- **PROBLEM REQUIREMENTS**:
Please pick out every line in the entries below that contains the word "detect", and copy each one in full.

[Start of WORKING DATA]

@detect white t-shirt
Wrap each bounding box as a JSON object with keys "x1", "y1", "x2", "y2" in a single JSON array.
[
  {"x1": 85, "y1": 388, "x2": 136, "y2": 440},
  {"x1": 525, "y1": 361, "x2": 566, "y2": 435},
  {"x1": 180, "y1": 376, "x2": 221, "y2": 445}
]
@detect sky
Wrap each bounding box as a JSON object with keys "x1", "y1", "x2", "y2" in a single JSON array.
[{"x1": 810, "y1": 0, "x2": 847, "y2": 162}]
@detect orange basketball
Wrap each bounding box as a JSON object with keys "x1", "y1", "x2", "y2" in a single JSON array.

[End of WORKING DATA]
[Start of WORKING DATA]

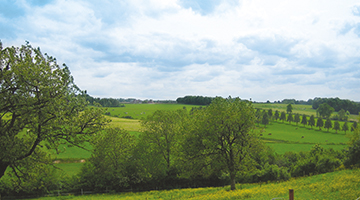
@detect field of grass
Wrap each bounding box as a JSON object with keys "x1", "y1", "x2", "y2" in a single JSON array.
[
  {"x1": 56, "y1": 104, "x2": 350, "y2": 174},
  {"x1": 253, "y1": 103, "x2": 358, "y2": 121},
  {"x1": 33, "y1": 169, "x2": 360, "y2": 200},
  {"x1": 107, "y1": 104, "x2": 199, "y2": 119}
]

[End of WORKING DATA]

- **ANSWER TO THIS TASK**:
@detect white t-shirt
@detect sky
@detect orange basketball
@detect field of grass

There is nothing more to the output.